Latihan singkat | Tulis ulang seluruh data di bawah ini dengan mengganti "Kindly" menjadi "Please". Bagian lainnya harus tetap sama.

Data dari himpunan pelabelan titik
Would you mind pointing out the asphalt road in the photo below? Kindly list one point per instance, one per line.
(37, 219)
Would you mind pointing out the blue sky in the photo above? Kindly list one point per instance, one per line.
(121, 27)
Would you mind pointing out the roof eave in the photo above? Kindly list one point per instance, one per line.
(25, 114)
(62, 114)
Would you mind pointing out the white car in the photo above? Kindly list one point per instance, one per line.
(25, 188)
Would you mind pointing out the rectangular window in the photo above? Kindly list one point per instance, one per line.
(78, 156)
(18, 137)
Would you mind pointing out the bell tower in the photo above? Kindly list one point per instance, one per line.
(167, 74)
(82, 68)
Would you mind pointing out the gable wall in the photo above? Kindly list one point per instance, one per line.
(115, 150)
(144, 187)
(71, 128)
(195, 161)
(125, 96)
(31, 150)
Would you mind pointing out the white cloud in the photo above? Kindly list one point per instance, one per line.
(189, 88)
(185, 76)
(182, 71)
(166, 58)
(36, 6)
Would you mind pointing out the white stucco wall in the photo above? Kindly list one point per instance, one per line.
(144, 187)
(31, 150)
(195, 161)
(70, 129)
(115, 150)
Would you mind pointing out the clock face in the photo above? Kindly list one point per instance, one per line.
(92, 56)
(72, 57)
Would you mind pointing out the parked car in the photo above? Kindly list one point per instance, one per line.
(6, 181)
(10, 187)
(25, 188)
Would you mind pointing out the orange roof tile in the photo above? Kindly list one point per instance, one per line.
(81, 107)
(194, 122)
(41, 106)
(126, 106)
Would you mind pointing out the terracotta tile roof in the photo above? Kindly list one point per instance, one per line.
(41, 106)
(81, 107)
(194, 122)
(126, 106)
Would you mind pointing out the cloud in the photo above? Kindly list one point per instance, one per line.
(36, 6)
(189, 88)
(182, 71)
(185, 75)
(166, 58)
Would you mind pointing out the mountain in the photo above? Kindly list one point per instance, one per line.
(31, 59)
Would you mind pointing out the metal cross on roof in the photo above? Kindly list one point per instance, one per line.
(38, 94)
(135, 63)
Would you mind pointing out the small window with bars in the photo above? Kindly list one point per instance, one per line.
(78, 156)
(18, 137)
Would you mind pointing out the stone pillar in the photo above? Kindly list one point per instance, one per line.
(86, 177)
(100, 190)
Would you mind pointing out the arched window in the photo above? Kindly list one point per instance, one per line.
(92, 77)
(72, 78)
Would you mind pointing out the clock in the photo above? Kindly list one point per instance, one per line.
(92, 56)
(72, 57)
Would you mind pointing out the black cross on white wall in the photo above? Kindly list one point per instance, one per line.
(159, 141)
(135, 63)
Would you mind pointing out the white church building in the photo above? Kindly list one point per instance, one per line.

Jawaban soal ini |
Would you mind pointing out the asphalt road in the photo below? Please list one point per instance, one per line.
(37, 219)
Would you mind pointing out the blue sky in the photo above? Please list one point per instance, one per line.
(121, 27)
Would you mind pointing out the roof eave in the photo above? Please list one point per instance, one per line.
(25, 114)
(62, 114)
Would you mind pointing out the white car in the photo above? Please list one point per instance, one per line.
(25, 188)
Would you mind pointing out the rectangular window in the photo above? Please list one point per instance, one per line.
(78, 156)
(18, 137)
Would you mind pointing out the bell tower in the photo above? Please list one point per instance, one per line.
(167, 74)
(82, 68)
Would you mind pointing out the gable wall in the photo above? Please list one point per instance, one per line.
(115, 150)
(144, 187)
(71, 128)
(195, 161)
(125, 96)
(31, 150)
Would you mind pointing out the white cloud in the photo above? Please list one point per instance, one per line.
(189, 88)
(185, 76)
(182, 71)
(166, 58)
(36, 6)
Would you mind pointing out the white stucco wall in the photo above? Please list one point per instance, one per line.
(144, 187)
(31, 150)
(195, 161)
(70, 129)
(115, 150)
Would you mind pointing out the clock face in the photo above? Please list one point per instance, one per line.
(92, 56)
(72, 57)
Would you mind pointing out the parked car in the photo above? Please list one point per instance, one per line.
(6, 181)
(10, 187)
(25, 188)
Would you mind pointing out the orange roof tile in the photo above? Please list one point per instance, one per line.
(81, 107)
(194, 122)
(41, 106)
(126, 106)
Would you mind pointing out the terracotta tile roof in the photo above? Please list one point per instance, one per line.
(41, 106)
(81, 107)
(194, 122)
(126, 106)
Would you mind pointing out the cloud in the photo above? Please list one point per instance, one per line.
(36, 6)
(189, 88)
(182, 71)
(185, 75)
(166, 58)
Would you mind pointing out the mountain in the photo above? Please list one point per instance, one per line.
(31, 59)
Would you mind pointing out the metal cross on roof in the photo above? Please list one point per instance, one per line.
(38, 94)
(135, 63)
Would you mind pointing out the small window with bars in the photo above? Please list one point per instance, one per line.
(78, 156)
(18, 137)
Would you mind pointing out the stone pillar in the photo above? Please list one point per instance, one per line.
(86, 177)
(100, 190)
Would you mind pointing out the arched window in the photo above? Please list one point per instance, one per line.
(92, 77)
(72, 78)
Would you mind pointing out the clock in the photo above? Please list one point per instance, one per line.
(92, 56)
(72, 57)
Would you mind pointing out the black cross on white wall in the photo above? Please list one point per instance, one per line.
(159, 141)
(135, 63)
Would you mind pointing out the white church building in the photo above? Please list one point per instance, one per line.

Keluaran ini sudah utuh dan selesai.